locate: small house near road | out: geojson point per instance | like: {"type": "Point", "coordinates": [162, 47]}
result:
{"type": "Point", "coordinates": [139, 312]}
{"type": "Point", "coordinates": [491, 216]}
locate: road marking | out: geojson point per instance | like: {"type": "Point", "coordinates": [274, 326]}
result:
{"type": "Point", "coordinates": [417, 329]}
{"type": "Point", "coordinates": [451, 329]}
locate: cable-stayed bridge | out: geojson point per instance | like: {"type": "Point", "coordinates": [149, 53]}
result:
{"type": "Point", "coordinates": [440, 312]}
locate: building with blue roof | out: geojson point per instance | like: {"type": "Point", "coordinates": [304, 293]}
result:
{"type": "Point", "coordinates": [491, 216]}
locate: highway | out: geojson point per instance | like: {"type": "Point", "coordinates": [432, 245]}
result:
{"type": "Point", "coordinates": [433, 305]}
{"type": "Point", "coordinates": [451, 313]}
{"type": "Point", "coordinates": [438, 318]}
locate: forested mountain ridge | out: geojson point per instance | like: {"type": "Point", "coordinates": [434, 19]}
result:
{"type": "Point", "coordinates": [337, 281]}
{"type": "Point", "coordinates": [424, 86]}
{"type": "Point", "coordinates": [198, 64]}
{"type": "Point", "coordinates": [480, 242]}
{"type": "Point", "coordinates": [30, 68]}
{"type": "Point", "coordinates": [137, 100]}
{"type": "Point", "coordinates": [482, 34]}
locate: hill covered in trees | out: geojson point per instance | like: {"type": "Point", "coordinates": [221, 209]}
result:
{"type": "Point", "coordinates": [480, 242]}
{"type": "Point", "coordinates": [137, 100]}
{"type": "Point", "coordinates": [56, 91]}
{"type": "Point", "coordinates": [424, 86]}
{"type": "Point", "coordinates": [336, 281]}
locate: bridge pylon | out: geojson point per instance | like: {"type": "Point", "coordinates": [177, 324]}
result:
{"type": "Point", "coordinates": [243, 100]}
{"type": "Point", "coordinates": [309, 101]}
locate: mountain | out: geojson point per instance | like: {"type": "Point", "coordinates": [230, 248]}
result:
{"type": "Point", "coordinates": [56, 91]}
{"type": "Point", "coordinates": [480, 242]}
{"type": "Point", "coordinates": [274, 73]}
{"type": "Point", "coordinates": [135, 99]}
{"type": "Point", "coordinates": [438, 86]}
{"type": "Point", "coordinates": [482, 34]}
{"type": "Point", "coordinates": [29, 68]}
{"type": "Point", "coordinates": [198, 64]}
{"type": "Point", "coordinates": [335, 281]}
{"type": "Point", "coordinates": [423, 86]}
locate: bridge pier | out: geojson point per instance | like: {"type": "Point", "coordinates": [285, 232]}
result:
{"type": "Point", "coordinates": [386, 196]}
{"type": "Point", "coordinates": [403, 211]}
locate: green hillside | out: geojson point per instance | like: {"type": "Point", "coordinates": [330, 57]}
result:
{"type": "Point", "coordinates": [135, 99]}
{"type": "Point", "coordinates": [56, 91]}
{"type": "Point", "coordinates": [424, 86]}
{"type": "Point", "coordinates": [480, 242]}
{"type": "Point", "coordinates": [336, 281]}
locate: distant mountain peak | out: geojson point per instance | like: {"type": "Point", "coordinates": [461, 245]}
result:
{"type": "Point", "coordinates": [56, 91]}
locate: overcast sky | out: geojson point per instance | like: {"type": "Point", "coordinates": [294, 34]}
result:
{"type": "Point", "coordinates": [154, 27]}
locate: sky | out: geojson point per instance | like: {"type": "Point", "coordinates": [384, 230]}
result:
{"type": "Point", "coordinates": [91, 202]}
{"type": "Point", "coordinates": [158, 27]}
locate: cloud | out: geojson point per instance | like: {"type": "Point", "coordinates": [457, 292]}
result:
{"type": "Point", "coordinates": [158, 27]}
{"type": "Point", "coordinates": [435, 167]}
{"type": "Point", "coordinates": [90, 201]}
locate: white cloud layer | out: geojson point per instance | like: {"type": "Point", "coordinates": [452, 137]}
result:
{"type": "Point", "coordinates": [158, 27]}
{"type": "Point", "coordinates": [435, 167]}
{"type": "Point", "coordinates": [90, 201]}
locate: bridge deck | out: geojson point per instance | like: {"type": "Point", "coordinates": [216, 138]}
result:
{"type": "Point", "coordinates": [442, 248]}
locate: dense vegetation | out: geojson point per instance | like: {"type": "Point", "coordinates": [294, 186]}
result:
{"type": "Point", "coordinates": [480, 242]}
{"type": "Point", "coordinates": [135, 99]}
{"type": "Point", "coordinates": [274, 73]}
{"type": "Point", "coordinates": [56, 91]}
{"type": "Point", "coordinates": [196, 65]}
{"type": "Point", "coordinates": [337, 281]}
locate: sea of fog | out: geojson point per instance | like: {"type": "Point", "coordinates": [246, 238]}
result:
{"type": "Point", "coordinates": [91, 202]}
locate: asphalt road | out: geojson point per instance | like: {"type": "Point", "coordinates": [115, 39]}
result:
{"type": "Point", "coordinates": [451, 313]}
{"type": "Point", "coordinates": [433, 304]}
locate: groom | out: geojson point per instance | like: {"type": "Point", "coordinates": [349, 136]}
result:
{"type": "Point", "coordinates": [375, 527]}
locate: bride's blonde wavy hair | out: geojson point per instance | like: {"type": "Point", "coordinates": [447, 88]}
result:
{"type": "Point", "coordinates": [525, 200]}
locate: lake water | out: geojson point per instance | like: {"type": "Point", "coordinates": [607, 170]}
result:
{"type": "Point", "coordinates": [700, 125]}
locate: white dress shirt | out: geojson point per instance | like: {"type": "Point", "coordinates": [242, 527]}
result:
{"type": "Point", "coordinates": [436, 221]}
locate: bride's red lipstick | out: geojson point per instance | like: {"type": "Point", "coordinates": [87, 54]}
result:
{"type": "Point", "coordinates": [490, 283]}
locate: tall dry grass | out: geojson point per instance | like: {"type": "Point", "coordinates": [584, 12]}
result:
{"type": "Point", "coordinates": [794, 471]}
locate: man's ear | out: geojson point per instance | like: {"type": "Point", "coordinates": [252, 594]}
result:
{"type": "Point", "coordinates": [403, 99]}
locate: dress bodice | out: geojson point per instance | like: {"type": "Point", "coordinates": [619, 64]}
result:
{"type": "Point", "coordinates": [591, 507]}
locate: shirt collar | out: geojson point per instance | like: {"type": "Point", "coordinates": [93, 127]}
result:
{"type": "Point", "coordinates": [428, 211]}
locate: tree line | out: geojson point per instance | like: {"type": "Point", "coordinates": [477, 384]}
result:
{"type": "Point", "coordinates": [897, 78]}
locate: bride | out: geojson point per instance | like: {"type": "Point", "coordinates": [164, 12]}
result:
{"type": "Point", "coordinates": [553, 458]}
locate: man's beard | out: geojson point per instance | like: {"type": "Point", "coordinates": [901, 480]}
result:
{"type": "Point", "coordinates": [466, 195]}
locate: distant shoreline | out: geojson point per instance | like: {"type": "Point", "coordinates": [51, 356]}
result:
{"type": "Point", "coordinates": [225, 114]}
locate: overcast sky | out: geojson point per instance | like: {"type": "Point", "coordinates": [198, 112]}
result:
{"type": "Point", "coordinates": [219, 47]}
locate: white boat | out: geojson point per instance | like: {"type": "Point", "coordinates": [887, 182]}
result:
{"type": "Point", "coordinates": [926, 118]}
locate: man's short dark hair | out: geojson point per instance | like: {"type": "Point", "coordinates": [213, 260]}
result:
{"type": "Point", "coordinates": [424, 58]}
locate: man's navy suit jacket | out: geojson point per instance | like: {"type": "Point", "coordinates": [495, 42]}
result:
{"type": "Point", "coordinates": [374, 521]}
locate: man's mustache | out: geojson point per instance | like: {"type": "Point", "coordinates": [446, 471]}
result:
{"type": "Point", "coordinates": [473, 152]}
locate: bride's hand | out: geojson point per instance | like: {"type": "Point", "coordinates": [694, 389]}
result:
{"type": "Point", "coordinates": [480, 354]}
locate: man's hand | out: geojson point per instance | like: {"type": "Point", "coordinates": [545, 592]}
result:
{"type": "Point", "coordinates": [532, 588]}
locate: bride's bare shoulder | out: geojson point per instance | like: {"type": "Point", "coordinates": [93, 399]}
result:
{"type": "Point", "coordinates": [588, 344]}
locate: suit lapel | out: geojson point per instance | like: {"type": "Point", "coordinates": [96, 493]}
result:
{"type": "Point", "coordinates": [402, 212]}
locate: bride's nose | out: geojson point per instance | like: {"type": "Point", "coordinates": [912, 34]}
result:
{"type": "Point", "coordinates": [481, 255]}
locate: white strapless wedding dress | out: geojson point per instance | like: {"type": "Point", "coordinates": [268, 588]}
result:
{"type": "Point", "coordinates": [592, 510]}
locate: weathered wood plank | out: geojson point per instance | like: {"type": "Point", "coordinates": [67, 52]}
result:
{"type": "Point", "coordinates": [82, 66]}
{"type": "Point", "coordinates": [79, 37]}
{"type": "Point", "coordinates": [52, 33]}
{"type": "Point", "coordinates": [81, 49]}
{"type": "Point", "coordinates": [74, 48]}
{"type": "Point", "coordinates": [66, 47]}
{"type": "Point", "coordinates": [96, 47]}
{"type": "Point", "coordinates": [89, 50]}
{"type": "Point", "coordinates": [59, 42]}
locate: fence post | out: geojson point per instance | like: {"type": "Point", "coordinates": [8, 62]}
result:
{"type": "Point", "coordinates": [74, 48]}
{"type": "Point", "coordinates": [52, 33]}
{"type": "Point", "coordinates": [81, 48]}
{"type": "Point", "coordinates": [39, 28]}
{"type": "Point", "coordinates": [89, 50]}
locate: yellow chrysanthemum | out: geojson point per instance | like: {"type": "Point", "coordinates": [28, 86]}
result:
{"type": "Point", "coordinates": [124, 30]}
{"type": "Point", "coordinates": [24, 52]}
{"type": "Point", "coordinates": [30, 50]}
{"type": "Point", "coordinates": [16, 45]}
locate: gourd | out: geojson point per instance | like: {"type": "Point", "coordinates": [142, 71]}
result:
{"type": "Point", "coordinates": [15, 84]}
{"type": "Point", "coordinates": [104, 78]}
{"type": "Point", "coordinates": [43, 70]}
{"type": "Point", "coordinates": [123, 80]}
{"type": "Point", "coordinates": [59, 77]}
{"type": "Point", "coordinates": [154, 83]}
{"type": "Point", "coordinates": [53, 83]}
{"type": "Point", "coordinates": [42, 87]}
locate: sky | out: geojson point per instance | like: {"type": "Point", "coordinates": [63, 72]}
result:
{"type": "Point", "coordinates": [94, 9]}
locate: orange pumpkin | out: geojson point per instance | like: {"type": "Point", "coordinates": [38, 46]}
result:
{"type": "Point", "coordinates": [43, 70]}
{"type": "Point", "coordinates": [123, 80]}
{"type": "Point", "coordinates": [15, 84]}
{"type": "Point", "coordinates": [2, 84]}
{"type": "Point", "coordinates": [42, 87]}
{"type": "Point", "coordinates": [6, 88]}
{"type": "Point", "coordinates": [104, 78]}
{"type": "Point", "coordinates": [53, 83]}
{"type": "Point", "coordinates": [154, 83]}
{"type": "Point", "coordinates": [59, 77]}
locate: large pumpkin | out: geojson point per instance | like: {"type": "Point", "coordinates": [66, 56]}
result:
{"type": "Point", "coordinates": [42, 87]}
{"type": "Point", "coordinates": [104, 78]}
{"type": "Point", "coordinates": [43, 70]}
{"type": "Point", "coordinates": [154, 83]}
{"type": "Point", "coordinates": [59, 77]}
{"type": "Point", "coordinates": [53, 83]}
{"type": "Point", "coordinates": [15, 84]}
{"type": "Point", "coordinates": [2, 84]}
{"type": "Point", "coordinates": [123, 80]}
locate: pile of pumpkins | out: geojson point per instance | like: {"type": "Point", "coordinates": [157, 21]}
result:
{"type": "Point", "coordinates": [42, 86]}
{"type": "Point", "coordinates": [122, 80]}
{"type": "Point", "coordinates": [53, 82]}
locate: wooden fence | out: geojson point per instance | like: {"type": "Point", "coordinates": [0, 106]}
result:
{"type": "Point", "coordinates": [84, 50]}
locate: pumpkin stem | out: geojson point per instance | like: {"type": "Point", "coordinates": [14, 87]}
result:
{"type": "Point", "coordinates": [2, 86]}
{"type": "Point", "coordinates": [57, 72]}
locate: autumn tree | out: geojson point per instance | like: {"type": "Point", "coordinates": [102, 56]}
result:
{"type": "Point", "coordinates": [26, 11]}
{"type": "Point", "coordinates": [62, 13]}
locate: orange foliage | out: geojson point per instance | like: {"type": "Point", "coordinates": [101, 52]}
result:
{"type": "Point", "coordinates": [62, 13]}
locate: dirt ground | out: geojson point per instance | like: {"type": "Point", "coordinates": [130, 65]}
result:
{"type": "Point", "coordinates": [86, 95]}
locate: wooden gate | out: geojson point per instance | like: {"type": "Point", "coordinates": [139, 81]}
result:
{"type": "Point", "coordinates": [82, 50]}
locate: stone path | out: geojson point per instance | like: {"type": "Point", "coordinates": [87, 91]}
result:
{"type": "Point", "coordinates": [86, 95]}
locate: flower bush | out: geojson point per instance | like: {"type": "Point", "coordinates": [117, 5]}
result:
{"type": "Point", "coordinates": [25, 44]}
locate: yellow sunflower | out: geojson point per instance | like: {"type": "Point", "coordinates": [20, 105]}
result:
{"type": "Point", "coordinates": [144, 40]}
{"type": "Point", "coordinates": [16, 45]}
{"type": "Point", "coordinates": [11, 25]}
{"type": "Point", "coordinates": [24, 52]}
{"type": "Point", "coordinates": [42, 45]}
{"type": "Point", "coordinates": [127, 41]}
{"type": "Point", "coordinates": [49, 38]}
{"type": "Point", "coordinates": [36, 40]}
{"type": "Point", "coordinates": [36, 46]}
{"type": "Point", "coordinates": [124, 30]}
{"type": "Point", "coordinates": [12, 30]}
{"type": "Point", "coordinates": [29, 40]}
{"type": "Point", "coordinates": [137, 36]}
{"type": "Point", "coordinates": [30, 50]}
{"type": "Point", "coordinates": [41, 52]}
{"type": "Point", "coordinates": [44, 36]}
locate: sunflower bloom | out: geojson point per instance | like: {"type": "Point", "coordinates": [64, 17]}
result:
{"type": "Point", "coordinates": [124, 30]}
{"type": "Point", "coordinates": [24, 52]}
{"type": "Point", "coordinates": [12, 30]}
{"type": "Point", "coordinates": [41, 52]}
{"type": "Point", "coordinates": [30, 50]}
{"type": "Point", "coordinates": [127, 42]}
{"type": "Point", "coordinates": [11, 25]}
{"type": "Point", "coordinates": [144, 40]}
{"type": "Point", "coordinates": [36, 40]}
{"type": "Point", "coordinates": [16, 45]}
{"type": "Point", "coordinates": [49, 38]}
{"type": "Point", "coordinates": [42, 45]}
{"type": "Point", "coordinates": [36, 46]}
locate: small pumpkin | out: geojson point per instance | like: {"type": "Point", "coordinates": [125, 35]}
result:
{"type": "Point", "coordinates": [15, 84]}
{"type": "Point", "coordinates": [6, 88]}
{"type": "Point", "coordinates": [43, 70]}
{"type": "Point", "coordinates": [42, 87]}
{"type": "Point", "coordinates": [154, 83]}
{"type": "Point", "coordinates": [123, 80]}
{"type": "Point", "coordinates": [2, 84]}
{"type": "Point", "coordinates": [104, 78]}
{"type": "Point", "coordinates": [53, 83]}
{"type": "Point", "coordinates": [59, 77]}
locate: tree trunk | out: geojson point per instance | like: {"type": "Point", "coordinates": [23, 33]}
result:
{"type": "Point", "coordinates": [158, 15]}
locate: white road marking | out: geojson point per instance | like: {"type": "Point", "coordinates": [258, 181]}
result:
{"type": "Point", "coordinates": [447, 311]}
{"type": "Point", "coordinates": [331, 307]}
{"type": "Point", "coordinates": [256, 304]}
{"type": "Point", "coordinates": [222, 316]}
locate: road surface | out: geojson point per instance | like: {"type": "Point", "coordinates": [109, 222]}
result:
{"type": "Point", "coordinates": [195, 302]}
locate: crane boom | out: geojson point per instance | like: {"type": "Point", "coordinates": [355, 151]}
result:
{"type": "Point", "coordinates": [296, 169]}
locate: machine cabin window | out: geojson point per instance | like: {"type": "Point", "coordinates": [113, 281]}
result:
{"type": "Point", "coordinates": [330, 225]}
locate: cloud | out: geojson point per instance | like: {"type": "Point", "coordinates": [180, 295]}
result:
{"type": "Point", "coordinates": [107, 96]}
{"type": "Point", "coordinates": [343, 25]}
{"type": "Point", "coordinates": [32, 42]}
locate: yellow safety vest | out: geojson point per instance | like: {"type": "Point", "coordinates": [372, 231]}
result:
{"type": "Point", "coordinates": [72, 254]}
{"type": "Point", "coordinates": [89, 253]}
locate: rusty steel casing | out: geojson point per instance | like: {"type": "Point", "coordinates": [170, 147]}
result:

### [Instructions for the task]
Look above for the line with "locate: gourd |" and the line with "locate: large pumpkin"; transcribe both and all lines in between, exactly, and nothing else.

### [Written answer]
locate: gourd | out: geojson point per instance | like: {"type": "Point", "coordinates": [142, 71]}
result:
{"type": "Point", "coordinates": [15, 84]}
{"type": "Point", "coordinates": [104, 78]}
{"type": "Point", "coordinates": [43, 70]}
{"type": "Point", "coordinates": [123, 80]}
{"type": "Point", "coordinates": [59, 77]}
{"type": "Point", "coordinates": [154, 83]}
{"type": "Point", "coordinates": [53, 83]}
{"type": "Point", "coordinates": [42, 87]}
locate: sky | out: geojson point per instance | like: {"type": "Point", "coordinates": [63, 72]}
result:
{"type": "Point", "coordinates": [94, 9]}
locate: orange pumpkin | out: geojson point per instance | like: {"type": "Point", "coordinates": [38, 46]}
result:
{"type": "Point", "coordinates": [43, 70]}
{"type": "Point", "coordinates": [123, 80]}
{"type": "Point", "coordinates": [15, 84]}
{"type": "Point", "coordinates": [2, 84]}
{"type": "Point", "coordinates": [42, 87]}
{"type": "Point", "coordinates": [6, 88]}
{"type": "Point", "coordinates": [104, 78]}
{"type": "Point", "coordinates": [53, 83]}
{"type": "Point", "coordinates": [154, 83]}
{"type": "Point", "coordinates": [59, 77]}
locate: large pumpkin | out: geojson point per instance | like: {"type": "Point", "coordinates": [66, 56]}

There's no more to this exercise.